[WHAT YOU ARE ASKED TO DO]: Print the records below exactly as they appear.

[GIVEN INFORMATION]:
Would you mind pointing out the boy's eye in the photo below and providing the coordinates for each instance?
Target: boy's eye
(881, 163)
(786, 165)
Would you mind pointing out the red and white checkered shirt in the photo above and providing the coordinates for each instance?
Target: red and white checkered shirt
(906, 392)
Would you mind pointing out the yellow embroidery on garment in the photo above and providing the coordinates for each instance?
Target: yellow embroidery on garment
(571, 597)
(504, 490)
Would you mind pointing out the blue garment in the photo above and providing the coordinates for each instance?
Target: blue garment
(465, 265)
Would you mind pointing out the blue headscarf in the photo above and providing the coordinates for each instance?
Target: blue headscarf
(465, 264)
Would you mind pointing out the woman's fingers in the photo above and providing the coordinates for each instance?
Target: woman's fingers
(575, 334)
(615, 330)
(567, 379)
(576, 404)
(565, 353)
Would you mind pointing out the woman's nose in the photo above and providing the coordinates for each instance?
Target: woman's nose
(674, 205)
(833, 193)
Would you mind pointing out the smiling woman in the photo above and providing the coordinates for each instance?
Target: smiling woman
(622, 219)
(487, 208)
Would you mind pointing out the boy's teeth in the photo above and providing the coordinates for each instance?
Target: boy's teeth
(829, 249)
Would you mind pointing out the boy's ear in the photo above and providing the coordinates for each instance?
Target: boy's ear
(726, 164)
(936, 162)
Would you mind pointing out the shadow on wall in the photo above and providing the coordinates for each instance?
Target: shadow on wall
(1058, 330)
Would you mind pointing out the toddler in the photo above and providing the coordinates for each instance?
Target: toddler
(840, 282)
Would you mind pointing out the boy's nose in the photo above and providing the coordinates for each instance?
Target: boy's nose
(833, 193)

[TASK OUTPUT]:
Would you mind pointing out the boy's eye in the photo below and providing the coordinates for each instance?
Target: boy's eye
(881, 163)
(786, 165)
Would you mind pointing out the red and white checkered shirt in the photo above and providing the coordinates for each instance?
Target: red and white checkered shirt
(906, 392)
Would you mind pointing out the yellow embroidery on garment in the photo above and providing the coordinates for each instance?
Target: yellow embroidery on garment
(571, 597)
(504, 490)
Would you mind pointing out the blue garment in the photo above and providing the coordinates for each instance?
Target: blue garment
(465, 265)
Would you mind pointing out the blue headscarf in the photo above and providing the coordinates for each instance?
Target: blue headscarf
(465, 264)
Would you mind pointing out the woman's fingers in the photo above and providing the coordinates for each instance?
Target: woman's fingers
(575, 334)
(615, 330)
(567, 379)
(576, 404)
(565, 353)
Would you mind pointing out the woman's nose in the photo above and providing the coordinates for each instance?
Target: woman's nose
(674, 205)
(833, 193)
Would you mind pointing out the smiling woman in the photo above and providing the coordinates for each instance?
Target: smiling woman
(622, 219)
(487, 208)
Would you mind pointing out the boy's teeth in the photo above and providing the coordinates for each instance?
Target: boy's teeth
(829, 249)
Would you mind pointing out the boy's ear in the photo above and providing the coordinates for each instance?
Target: boy's ear
(726, 164)
(936, 162)
Would you mind pointing out the shadow on wall in the photo above and providing the coordinates for each instance?
Target: shadow on wall
(1058, 330)
Would you mind pointing out the toddler in the photo above and providing the coordinates for each instance?
Target: toddler
(840, 282)
Would you mind pointing out the boy's nose in the photo above and providing the coordinates for each instance?
Target: boy's nose
(833, 193)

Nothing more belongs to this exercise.